GOAL OF THE EXERCISE: Quote word for word the material from the line containing "on helmet, written" through the line containing "Target: white dress shirt", including both of those lines.
+ + + + + + +
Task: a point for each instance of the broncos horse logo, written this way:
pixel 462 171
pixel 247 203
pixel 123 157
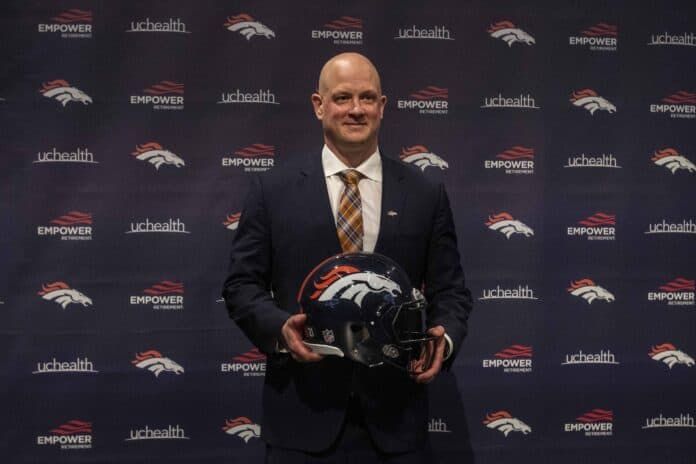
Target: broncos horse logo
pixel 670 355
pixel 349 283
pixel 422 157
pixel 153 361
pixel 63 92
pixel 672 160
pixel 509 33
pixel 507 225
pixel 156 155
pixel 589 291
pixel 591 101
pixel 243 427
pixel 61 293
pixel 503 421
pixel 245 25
+ + + + + + +
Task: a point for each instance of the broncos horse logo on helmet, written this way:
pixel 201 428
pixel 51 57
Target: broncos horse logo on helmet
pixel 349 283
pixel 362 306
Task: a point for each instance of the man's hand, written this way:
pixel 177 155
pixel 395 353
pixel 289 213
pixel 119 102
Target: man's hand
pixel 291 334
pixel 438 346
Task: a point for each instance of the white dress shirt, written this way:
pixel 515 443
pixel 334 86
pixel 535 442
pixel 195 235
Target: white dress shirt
+ + + + + + +
TASK RESPONSE:
Task: a point for each instance of the broncos horse logo on helmet, written this way:
pixel 201 428
pixel 51 57
Target: broncos horse logo on helmet
pixel 349 283
pixel 362 306
Task: a point for each instance of the man's hand, written this way:
pixel 177 155
pixel 395 353
pixel 289 213
pixel 119 102
Target: man's hand
pixel 291 334
pixel 438 346
Task: a point for each instance of the white dress shirt, written this way:
pixel 515 443
pixel 334 86
pixel 535 442
pixel 195 235
Target: white dress shirt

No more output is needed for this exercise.